Data in this exercise:
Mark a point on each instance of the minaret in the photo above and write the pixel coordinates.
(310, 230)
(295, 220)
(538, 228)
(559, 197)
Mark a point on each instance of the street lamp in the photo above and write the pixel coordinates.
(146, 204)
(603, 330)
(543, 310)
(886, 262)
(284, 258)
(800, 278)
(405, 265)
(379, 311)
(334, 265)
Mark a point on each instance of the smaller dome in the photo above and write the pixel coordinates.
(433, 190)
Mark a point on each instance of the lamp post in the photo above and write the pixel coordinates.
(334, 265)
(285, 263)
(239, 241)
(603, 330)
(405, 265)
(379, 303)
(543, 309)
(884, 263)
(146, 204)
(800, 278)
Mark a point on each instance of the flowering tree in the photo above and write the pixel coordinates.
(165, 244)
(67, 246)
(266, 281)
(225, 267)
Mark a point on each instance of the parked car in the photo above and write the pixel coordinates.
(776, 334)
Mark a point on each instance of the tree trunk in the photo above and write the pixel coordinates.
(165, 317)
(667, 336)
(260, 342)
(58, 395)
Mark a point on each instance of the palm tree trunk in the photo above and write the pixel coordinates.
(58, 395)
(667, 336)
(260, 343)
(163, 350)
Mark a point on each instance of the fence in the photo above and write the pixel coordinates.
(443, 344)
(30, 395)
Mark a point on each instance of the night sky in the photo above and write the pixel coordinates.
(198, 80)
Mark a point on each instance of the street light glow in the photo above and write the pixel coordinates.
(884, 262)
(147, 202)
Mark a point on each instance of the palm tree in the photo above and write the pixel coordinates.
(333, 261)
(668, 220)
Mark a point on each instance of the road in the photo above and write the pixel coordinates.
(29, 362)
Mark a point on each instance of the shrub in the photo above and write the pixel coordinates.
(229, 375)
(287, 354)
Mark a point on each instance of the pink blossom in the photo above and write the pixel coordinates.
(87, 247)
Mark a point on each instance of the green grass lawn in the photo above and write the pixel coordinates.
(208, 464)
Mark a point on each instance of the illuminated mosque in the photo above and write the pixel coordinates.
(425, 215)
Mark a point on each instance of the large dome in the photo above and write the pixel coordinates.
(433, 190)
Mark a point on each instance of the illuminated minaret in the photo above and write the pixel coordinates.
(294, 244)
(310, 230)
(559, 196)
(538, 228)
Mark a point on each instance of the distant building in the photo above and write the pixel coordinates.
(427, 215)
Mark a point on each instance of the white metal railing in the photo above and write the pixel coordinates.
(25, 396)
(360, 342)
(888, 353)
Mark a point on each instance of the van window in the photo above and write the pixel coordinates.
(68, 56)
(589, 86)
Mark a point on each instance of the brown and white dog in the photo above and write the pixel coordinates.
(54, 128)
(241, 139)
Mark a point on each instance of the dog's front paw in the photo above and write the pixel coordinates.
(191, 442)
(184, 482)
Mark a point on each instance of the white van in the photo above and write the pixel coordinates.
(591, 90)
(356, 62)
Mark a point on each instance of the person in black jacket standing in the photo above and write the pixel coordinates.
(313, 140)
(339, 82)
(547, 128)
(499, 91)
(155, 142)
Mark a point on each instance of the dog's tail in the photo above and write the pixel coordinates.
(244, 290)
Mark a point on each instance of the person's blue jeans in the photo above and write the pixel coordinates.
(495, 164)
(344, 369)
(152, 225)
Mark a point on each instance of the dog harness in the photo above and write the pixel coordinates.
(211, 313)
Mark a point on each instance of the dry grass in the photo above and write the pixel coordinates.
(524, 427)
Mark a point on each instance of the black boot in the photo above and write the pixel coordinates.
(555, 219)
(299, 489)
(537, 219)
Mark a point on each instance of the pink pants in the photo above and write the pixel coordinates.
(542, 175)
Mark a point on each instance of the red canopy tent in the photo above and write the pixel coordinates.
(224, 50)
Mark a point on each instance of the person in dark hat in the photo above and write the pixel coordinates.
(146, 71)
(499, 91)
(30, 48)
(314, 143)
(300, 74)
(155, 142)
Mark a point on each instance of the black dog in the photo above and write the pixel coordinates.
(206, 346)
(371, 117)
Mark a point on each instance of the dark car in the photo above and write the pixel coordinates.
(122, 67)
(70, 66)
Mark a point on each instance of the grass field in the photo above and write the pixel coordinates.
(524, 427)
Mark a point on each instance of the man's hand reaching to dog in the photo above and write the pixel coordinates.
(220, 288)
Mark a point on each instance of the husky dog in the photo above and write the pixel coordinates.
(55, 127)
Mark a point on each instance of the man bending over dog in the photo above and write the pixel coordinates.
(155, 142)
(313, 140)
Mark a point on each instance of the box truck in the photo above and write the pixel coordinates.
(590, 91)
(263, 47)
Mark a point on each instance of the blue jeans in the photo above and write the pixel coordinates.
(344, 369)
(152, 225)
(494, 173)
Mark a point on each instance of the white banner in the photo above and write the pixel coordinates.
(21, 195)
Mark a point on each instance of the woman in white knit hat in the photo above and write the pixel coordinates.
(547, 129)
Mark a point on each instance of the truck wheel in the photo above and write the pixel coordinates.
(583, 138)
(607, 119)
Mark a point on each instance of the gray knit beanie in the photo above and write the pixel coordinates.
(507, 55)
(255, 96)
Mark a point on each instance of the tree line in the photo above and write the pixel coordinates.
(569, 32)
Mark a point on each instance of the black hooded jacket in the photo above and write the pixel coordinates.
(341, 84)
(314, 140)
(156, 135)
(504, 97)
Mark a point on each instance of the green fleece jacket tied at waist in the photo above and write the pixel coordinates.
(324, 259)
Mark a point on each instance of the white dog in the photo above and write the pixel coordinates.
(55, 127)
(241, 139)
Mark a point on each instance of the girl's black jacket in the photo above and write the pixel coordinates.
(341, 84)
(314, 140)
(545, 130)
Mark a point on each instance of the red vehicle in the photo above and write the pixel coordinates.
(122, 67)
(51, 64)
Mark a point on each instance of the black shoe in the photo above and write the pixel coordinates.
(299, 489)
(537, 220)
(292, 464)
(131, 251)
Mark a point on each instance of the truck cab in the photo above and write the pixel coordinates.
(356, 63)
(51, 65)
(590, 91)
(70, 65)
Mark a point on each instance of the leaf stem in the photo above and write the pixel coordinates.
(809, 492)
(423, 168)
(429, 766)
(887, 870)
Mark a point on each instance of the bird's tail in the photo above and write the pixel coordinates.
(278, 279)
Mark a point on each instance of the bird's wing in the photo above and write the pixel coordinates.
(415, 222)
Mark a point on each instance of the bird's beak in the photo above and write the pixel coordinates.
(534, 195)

About this task: Only the lines from the one containing "Mark a point on each instance of the bird's beak" through the last line of the records belong in the answer, each written out exactly.

Written solution:
Mark a point on each instance of the bird's beak in the photo above and write the pixel coordinates.
(534, 195)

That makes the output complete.